(WHAT THIS TASK INVOLVES): Copy out every line of the data below verbatim, leaving out the pictures.

(RECORDED INFORMATION):
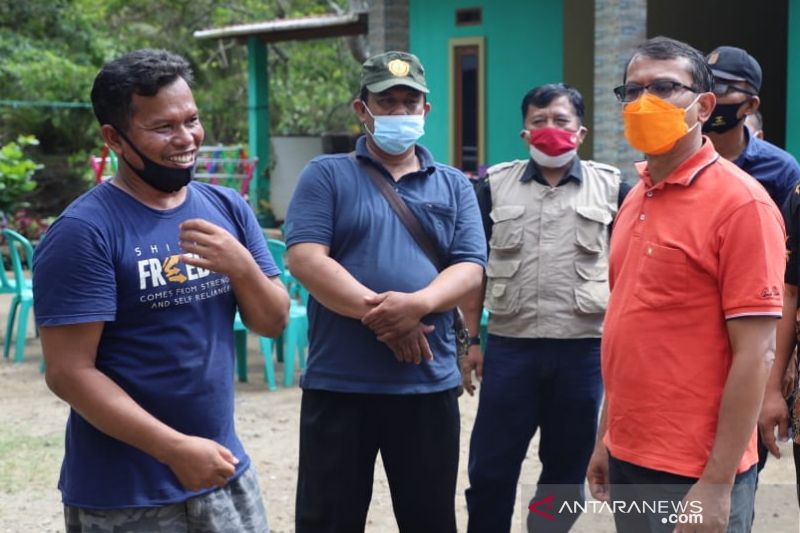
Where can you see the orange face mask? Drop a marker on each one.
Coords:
(653, 125)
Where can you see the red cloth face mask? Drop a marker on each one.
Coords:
(553, 141)
(552, 147)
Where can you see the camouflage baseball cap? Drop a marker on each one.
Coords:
(389, 69)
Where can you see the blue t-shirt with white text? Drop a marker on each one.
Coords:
(167, 338)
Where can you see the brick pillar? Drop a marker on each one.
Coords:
(620, 25)
(388, 26)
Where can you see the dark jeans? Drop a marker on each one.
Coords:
(340, 436)
(529, 384)
(635, 484)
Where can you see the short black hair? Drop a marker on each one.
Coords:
(143, 72)
(542, 95)
(759, 118)
(664, 48)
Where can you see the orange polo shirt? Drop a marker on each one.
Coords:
(702, 246)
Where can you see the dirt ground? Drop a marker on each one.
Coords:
(31, 445)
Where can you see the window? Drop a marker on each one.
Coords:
(467, 104)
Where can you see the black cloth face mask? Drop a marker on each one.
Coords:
(165, 179)
(723, 118)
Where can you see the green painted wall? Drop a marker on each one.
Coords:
(793, 81)
(523, 49)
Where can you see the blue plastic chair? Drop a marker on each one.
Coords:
(295, 336)
(18, 247)
(240, 336)
(484, 328)
(292, 344)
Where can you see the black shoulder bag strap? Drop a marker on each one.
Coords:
(411, 223)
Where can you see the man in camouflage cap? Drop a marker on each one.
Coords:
(382, 374)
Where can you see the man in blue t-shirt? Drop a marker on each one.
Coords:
(382, 373)
(136, 286)
(737, 81)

(RESULT):
Where can you see the orange face mask? Drop a marker on each one.
Coords:
(653, 125)
Where can you see the red cloth face mask? Drop a marker on each one.
Coords:
(553, 141)
(552, 147)
Where can you see the camouflage baseball cap? Drop a marker on each one.
Coords:
(389, 69)
Where can you see the blue t-shirt with white text? Drop a marker on each one.
Coords:
(167, 338)
Where can you see the brick pillar? Drop a marker on each one.
Coords:
(620, 25)
(388, 26)
Where can you see the dark jeans? Drop a marker on each one.
Coords:
(340, 436)
(529, 384)
(635, 484)
Where can you see the short black hair? Drop a marker on each one.
Coords:
(143, 72)
(542, 95)
(759, 118)
(664, 48)
Where can you see the orange polo shirt? Drop a marker on each one.
Coords:
(702, 246)
Where can you see the dirt ground? Drop a marker on each one.
Coords:
(31, 445)
Where can you see the window? Drop a marker on each one.
Coords:
(467, 104)
Where can you see the black cloth face mask? Drop a marker on each one.
Coords:
(165, 179)
(723, 118)
Where can you see the green painted wall? Drop a marker on each one.
Coords:
(793, 81)
(523, 49)
Where can you see the blue plastic chair? Drop a marker on each one.
Coords:
(295, 336)
(18, 247)
(240, 336)
(484, 328)
(292, 344)
Where can you see the black shoulder bag strap? Drop a marker on each one.
Coords:
(411, 223)
Where can you see the man in camouflage cap? Drop a marker on each one.
Coords:
(382, 374)
Where can you see the man in blue t-shirt? Drop a marker on each one.
Coords:
(382, 373)
(136, 286)
(737, 81)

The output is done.